▶ Aim of the exercise:
In the passage on Reverb tables, what happens to each item when `max_times_sampled=1` is set?

By setting `max_times_sampled=1`, each item is removed after it is sampled once, so this priority table essentially functions as a max priority queue.


In [0]:
reverb.Server(
    priority_tables=[
        reverb.PriorityTable(
            name='my_priority_queue',
            sampler=reverb.distributions.MaxHeap(),
            remover=reverb.distributions.MinHeap(),
            max_times_sampled=1,
            max_size=1000)
    ],
    port=None
)

## Creating a Server with One Queue and One Circular Buffer

Reverb can achieve the behavior of canonical data structures (such as a
[circular buffer](https://en.wikipedia.org/wiki/Circular_buffer) or a max
[priority queue](https://en.wikipedia.org/wiki/Priority_queue) as above) by
modifying the 'sampler' and 'remover' or by using the PriorityTable queue
initializer.

In [0]:
reverb.Server(
    priority_tables=[
        reverb.PriorityTable.queue(name='my_queue', max_size=10000),
        reverb.PriorityTable(
            name='my_circular_buffer',
            sampler=reverb.distributions.Fifo(),
            remover=reverb.distributions.Fifo(),
            max_size=10000,
            max_times_sampled=1,
            rate_limiter=reverb.rate_limiters.MinSize(1)),
    ],
    port=None
)

# Example 5: Rate Limiters


## Creating a Server with a SampleToInsertRatio Rate Limiter

In [0]:
reverb.Server(
    priority_tables=[
        reverb.PriorityTable(
            name='my_table',
            sampler=reverb.distributions.Prioritized(priority_exponent=0.8),
            remover=reverb.distributions.Fifo(),
            max_size=int(1e6),
            rate_limiter=reverb.rate_limiters.SampleToInsertRatio(
              samples_per_insert=3.0,
              min_size_to_sample=3,
              error_buffer=3.0)),
    ],
    port=None
)


Note that this example does not suffer from deadlocks when the system is distributed
(or multi-threaded) because insertion blocking will eventually be unblocked by
sample calls from an independent thread. If the system had only a single thread,
however, the blocked insertion call would cause a deadlock.

▶ Stored records:
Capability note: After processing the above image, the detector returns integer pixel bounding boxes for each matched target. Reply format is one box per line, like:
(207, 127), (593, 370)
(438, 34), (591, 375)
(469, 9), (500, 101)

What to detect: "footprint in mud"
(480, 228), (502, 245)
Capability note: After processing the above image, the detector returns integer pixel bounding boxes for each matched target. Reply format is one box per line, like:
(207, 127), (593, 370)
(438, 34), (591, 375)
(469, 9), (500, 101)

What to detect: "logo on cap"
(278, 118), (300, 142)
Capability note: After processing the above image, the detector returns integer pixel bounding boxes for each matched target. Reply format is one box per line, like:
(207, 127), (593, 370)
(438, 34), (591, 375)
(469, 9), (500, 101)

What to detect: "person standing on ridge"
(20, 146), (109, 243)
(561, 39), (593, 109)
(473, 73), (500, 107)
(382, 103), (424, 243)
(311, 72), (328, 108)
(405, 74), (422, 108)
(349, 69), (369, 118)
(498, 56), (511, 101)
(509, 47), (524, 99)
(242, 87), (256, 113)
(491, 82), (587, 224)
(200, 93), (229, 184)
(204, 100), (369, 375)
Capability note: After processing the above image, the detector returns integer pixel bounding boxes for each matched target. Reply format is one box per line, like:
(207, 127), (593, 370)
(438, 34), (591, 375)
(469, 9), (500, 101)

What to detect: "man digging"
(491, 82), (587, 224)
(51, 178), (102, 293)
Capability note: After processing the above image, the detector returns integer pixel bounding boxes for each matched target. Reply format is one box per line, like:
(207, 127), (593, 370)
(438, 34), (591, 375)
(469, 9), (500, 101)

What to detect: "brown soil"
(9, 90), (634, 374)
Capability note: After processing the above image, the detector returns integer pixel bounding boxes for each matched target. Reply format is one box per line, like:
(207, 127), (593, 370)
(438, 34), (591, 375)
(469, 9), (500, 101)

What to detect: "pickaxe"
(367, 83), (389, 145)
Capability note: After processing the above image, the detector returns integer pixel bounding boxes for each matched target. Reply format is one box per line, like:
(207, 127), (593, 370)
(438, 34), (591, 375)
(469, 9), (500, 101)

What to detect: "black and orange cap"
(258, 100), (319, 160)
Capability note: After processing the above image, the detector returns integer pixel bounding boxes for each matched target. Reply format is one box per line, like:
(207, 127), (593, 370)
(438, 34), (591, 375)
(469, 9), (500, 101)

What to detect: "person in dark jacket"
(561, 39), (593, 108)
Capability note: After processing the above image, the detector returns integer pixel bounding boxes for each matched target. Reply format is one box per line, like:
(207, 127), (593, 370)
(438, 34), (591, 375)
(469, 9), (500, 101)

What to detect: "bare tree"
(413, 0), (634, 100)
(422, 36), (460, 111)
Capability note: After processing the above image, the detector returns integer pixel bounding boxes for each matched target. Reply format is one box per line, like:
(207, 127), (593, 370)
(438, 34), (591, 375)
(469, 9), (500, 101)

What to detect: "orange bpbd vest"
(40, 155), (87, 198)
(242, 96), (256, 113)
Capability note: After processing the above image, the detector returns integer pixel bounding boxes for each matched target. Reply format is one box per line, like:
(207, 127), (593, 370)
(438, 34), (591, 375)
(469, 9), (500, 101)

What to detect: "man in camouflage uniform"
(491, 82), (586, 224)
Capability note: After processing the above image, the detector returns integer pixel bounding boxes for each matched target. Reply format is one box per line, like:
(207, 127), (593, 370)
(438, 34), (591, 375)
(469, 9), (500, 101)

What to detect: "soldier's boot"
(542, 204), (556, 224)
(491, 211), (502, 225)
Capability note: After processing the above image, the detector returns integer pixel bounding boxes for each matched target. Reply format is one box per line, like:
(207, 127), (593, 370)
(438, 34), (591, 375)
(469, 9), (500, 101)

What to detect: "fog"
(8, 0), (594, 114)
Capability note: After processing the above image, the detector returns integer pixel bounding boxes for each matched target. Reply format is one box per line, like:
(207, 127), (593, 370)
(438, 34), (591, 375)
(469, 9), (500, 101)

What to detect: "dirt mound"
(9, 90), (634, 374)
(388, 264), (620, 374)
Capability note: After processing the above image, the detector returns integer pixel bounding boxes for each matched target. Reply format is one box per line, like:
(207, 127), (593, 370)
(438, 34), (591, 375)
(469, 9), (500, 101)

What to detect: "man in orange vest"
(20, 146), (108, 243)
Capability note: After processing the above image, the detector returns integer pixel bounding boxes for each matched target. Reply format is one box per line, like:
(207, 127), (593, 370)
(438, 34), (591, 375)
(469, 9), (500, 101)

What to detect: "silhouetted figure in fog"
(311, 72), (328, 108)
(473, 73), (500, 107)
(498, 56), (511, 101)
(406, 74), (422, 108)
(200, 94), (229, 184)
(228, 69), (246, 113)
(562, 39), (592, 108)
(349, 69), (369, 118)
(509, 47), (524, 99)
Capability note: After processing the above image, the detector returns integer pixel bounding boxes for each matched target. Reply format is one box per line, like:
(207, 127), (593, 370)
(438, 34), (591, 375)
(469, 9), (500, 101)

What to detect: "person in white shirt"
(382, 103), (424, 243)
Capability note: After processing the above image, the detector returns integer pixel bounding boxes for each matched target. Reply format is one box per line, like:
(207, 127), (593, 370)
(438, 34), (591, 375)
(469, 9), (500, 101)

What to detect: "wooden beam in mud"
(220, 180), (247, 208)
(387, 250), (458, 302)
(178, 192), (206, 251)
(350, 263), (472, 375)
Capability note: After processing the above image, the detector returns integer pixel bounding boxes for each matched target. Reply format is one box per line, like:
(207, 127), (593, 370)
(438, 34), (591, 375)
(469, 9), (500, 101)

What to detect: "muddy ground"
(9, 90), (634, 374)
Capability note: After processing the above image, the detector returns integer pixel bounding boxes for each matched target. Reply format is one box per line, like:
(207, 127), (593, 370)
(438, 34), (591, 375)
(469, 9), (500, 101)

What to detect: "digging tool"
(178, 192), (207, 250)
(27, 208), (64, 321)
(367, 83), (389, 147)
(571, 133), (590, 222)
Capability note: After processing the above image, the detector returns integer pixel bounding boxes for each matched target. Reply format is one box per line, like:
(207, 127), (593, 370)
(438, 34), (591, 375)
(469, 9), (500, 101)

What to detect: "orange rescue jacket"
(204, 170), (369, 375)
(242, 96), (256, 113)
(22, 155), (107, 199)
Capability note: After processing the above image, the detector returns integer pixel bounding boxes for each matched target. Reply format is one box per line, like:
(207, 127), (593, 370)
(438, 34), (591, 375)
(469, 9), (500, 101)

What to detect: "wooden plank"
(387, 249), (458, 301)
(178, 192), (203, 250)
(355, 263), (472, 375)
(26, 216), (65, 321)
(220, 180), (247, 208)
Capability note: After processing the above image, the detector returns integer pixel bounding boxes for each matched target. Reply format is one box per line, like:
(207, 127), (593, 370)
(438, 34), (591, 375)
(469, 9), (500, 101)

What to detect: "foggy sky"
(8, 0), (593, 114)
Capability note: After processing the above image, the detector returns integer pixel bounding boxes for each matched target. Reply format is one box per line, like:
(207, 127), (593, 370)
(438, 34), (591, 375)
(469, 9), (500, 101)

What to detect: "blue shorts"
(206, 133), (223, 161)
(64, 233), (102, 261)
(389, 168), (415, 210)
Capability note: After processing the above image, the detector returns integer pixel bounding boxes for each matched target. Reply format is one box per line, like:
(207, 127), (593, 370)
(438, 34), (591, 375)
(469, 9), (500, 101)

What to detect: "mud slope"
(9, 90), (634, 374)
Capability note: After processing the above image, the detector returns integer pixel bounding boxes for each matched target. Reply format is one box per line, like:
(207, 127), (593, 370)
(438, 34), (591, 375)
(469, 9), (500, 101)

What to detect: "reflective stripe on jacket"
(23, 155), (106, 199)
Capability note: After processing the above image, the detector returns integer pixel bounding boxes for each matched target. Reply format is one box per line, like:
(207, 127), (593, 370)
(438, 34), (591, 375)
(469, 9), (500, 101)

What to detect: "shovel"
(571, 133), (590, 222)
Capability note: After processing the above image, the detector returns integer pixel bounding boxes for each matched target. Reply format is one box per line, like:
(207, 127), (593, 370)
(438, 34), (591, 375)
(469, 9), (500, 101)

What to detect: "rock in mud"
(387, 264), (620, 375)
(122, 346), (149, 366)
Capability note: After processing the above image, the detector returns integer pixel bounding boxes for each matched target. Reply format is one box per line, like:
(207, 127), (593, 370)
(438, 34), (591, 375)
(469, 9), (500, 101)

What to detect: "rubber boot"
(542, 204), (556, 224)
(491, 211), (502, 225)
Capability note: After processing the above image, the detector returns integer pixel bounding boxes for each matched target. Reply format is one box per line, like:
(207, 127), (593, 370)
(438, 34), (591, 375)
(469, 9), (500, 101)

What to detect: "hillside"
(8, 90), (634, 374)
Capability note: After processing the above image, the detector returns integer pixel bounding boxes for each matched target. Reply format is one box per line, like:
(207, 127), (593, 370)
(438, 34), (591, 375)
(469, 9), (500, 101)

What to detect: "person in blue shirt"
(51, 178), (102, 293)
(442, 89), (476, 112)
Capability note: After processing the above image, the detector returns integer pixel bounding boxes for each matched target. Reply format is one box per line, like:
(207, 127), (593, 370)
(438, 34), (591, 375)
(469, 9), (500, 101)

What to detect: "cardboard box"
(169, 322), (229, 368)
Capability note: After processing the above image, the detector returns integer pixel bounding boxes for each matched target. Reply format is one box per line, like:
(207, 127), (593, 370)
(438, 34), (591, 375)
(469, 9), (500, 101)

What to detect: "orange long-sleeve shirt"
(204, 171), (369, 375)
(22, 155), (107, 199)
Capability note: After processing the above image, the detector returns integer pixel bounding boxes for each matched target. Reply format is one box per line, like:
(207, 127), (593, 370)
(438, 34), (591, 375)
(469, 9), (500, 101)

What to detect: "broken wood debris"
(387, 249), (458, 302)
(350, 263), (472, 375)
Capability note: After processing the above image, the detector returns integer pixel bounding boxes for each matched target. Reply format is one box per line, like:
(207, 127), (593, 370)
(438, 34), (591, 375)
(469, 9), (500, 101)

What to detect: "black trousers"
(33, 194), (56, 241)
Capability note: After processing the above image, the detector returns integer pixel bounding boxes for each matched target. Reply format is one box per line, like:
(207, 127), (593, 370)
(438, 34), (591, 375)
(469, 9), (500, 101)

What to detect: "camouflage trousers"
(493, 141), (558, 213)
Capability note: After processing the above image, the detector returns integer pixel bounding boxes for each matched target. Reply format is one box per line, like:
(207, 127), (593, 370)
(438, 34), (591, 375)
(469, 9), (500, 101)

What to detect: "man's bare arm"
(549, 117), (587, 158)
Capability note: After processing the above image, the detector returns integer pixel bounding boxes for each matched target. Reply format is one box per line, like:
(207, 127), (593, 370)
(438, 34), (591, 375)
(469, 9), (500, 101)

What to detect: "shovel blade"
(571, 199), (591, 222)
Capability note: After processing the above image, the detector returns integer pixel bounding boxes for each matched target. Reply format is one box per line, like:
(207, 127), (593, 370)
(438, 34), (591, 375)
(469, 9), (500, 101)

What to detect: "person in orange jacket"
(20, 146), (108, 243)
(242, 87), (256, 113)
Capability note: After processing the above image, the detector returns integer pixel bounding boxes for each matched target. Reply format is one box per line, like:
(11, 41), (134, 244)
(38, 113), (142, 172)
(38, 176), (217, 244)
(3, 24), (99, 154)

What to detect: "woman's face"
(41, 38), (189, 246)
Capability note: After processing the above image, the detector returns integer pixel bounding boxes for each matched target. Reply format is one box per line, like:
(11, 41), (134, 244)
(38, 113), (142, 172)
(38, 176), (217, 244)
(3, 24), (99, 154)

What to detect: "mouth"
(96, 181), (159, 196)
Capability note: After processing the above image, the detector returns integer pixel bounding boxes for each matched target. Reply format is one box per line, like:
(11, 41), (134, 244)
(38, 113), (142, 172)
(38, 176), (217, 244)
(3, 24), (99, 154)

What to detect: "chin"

▶ Output for this exercise:
Each item is removed after it is sampled once.